*TASK*.
All entries should be output exactly as they stand.

start THE RECORDS

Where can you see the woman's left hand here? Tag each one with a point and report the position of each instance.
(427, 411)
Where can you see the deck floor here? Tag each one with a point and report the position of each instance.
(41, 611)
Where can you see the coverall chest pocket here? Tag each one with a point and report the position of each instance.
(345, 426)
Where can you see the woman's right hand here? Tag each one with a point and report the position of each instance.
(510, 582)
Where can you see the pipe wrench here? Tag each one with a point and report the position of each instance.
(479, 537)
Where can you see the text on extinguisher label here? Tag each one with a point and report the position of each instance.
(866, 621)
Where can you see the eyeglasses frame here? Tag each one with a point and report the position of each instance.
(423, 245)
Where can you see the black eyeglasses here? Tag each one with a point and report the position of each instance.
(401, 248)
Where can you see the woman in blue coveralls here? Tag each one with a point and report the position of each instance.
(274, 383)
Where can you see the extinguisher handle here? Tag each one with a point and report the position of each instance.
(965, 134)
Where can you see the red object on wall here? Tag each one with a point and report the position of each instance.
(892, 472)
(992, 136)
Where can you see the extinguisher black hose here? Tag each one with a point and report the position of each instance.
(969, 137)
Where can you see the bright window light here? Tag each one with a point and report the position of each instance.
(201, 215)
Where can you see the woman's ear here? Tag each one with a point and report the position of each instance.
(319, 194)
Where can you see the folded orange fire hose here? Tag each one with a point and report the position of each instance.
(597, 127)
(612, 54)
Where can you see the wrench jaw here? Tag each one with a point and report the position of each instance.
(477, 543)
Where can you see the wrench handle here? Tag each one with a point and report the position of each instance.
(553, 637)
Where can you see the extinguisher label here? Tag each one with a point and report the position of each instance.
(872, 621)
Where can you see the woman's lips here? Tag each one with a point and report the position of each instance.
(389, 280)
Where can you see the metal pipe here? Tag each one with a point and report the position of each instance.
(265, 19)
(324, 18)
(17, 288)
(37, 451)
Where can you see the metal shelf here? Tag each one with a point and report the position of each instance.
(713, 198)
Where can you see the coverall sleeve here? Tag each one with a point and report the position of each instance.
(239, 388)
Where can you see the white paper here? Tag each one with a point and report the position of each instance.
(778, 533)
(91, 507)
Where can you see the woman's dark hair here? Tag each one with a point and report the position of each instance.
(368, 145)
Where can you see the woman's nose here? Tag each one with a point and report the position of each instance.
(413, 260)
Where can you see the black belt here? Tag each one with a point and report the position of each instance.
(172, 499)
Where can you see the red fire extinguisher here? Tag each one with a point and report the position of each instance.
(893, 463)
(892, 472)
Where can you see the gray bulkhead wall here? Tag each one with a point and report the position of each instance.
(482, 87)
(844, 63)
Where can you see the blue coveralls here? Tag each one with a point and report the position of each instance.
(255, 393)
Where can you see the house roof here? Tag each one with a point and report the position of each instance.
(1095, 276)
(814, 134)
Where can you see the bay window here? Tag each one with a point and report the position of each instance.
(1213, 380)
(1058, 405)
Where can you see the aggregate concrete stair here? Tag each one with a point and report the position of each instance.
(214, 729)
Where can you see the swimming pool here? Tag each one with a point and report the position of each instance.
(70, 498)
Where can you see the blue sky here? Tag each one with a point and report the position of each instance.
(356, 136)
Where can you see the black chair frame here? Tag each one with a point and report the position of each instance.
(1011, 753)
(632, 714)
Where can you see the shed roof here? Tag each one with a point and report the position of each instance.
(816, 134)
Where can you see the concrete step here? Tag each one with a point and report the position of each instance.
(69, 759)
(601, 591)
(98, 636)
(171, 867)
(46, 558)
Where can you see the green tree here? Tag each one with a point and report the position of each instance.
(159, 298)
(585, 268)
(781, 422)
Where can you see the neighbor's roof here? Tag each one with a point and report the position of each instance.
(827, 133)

end THE RECORDS

*RESPONSE*.
Where can you see the woman's left hand here? Tag each one with a point and report the position of each instance.
(427, 411)
Where can you see the deck floor here? Tag each one with a point and report the position of each instance.
(41, 611)
Where can you see the coverall chest pocket here? Tag each one with a point and report the position of each instance.
(345, 426)
Where can you see the woman's right hand here? Tag each one with a point and report the position of each instance.
(510, 582)
Where can you see the pipe wrench here? Tag each one with a point and report the position of each instance.
(479, 537)
Where can you see the text on extinguisher label here? Tag each one with a point and report the position of each instance.
(866, 621)
Where can you see the eyeglasses frame here? Tag each one with a point and report the position of each instance.
(423, 245)
Where can you see the black eyeglasses here? Tag each one with a point and report the position of each instance.
(401, 248)
Where can you see the woman in blue coveralls here? Tag each one with a point and report the position of each instance.
(274, 383)
Where can you see the extinguisher handle here? Tag each one with a point and report the position of each instance.
(965, 134)
Where can you see the red object on wall here? Tag each one with a point and report the position of each instance.
(892, 472)
(992, 136)
Where can you see the extinguisher black hose here? Tag each one with a point and report the position of each instance.
(969, 137)
Where can you see the bright window light here? Tag each one with a point and report the position of each instance.
(201, 215)
Where can you see the woman's ear here? Tag each one with a point and report the position of each instance.
(319, 194)
Where can you see the folded orange fire hose here? Tag each one with a point and report the position of each instance.
(597, 127)
(612, 54)
Where can you see the wrench jaw here? Tag each one with a point and report the position of each instance.
(477, 543)
Where can you see the wrench handle here? Tag each one with a point and report the position of each instance.
(553, 637)
Where can you see the extinguisher label here? Tag each one with a point and report the position of each instance.
(872, 621)
Where can you see the woman's lips here? Tag each one with a point and report the position of each instance.
(389, 280)
Where can you see the metal pipe here? Tag each one with a point and report the position of each instance.
(265, 19)
(324, 18)
(17, 288)
(37, 451)
Where can you see the metal shelf here? Tag each one with a point and report the position of each instance.
(713, 198)
Where can you see the coverall sleeve here? Tag each one with a point and report the position of each instance.
(239, 388)
Where can you see the white paper here? Tag each one with a point and report the position of each instance.
(778, 533)
(91, 507)
Where can you see the woman's dark hair here? Tag each one with a point and report the position of each instance.
(368, 145)
Where can you see the woman's nose here? Tag each one with a point and report the position of each instance.
(413, 260)
Where can you see the black belt here? Tag each one with a point and report the position of each instance.
(172, 499)
Where can you see the red fire extinguisher here? Tag each one with a point and report the position of each instance.
(893, 463)
(892, 472)
Where can you see the gray bulkhead wall here? Tag each one with a point and report the position of each instance.
(482, 87)
(844, 63)
Where can you see the blue coveralls here? Tag each one with a point and report the position of each instance.
(255, 393)
Where can you see the house roof here? Tag each one with a point and report the position of each instance.
(1095, 276)
(814, 134)
Where can you see the bay window here? Tag each one with a point and report the position of each instance.
(1213, 380)
(1058, 405)
Where can you see the aggregate concrete stair here? Tag each one with a point and report the position of each instance.
(214, 729)
Where can you see the swimming pool here? Tag each one with a point and report the position of each instance.
(70, 498)
Where can you see the blue sky here? Tag each one with a point and report the position of each instance.
(356, 136)
Where can you see the black chair frame here? Tag each one with a point and report the position of each instance.
(1011, 753)
(632, 714)
Where can you see the shed roof here? Tag each one with a point and report the position of each instance.
(816, 134)
Where can you see the concrete step here? Tag each one with a point and report the position of each instance.
(69, 759)
(601, 591)
(98, 636)
(171, 867)
(46, 558)
Where can you see the green tree here? Tag each one with a point and report the position of each instance.
(159, 298)
(585, 268)
(781, 422)
Where can you see the neighbor's roof here? Tag each one with a point and report the position of each instance.
(827, 133)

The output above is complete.